===== Data entries =====

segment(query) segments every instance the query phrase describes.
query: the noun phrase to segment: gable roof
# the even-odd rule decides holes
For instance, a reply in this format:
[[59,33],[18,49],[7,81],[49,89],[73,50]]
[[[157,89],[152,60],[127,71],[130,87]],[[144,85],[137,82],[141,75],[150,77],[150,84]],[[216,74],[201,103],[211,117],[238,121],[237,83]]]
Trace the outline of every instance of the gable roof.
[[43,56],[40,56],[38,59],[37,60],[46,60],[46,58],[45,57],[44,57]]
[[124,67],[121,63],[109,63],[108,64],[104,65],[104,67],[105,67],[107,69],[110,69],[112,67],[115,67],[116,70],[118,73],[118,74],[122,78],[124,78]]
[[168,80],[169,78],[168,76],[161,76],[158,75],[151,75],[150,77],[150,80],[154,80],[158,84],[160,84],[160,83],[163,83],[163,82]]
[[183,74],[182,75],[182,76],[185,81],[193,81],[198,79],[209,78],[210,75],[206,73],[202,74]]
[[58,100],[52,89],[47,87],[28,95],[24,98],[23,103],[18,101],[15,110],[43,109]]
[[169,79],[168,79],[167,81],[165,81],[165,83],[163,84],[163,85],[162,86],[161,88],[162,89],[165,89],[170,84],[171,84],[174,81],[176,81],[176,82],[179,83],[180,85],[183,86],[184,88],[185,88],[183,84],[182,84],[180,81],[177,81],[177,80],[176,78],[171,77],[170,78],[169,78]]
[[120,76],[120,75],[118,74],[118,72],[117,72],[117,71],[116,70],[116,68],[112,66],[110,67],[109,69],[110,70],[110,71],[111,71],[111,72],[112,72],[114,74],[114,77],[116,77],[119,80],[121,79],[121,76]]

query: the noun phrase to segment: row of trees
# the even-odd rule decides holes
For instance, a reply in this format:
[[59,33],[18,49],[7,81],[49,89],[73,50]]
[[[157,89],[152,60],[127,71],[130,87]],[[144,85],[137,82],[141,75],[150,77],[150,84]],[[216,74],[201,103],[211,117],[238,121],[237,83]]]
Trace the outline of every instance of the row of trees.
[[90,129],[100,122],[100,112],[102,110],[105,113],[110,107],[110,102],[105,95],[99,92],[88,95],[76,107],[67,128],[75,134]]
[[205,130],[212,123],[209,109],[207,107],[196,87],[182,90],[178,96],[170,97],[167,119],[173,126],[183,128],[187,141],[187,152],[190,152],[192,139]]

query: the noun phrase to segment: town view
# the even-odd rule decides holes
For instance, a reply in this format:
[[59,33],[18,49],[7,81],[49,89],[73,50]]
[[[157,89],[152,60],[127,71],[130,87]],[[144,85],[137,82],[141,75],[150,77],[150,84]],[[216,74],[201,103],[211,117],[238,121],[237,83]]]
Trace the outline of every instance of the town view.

=====

■ **Set task**
Output an exact copy of each record.

■ **Solution to the exercise**
segment(query) segments every instance the query phrase describes.
query: the noun phrase to segment: gable roof
# the even-odd rule decides holes
For instance, a reply in this format:
[[59,33],[18,49],[7,81],[49,89],[73,50]]
[[[157,89],[152,60],[127,71],[130,87]],[[144,85],[137,82],[141,75],[150,77],[150,84]],[[216,74],[201,103],[211,117],[238,121],[237,83]]]
Trace the outline of every instance of the gable roof.
[[43,56],[40,56],[38,59],[37,60],[46,60],[46,58],[45,57],[44,57]]
[[124,67],[121,63],[109,63],[108,64],[104,65],[104,67],[105,67],[107,69],[110,69],[112,67],[115,67],[116,70],[118,73],[118,74],[122,78],[124,78]]
[[168,80],[169,78],[168,76],[161,76],[158,75],[151,75],[150,77],[150,80],[154,80],[158,84],[160,84],[160,83],[163,83],[163,82]]
[[183,74],[182,75],[182,76],[185,81],[193,81],[198,79],[209,78],[210,75],[206,73],[202,74]]
[[58,100],[52,89],[47,87],[28,95],[24,98],[23,103],[18,101],[15,110],[43,109]]
[[169,79],[168,79],[167,81],[165,81],[165,83],[163,84],[163,85],[162,86],[161,88],[162,89],[165,89],[170,84],[171,84],[174,81],[176,81],[176,82],[179,83],[180,85],[183,86],[184,88],[185,88],[183,84],[182,84],[180,81],[177,81],[177,80],[176,78],[171,77],[170,78],[169,78]]
[[120,76],[120,75],[118,74],[118,72],[117,72],[117,71],[116,70],[116,68],[112,66],[110,67],[109,69],[110,70],[110,71],[111,71],[111,72],[112,72],[114,74],[114,77],[116,77],[119,80],[121,79],[121,76]]

query: the noun phrase to segment: row of trees
# the even-odd rule decides holes
For instance, a reply in this format:
[[59,33],[18,49],[7,81],[49,89],[73,50]]
[[[157,89],[152,60],[127,71],[130,87]],[[144,85],[137,82],[141,75],[150,77],[150,84]],[[216,74],[201,103],[211,117],[238,121],[237,83]]]
Trace the outline of every instance of the row of trees.
[[90,129],[100,122],[100,112],[102,110],[105,113],[110,107],[110,102],[105,95],[99,92],[88,95],[76,107],[67,128],[75,134]]
[[205,130],[212,123],[209,109],[207,107],[196,87],[182,90],[178,96],[170,97],[167,119],[173,126],[183,128],[187,141],[187,152],[190,152],[192,139]]

query: the noun phrase to segment: town view
# the even-odd rule decides holes
For instance, a reply in this format:
[[59,33],[18,49],[7,81],[49,89],[73,50]]
[[[157,89],[152,60],[127,71],[130,87]],[[144,85],[137,82],[141,75],[150,77],[150,84]],[[216,74],[201,103],[211,117],[238,121],[237,83]]]
Trace the outline of every instance of the town view.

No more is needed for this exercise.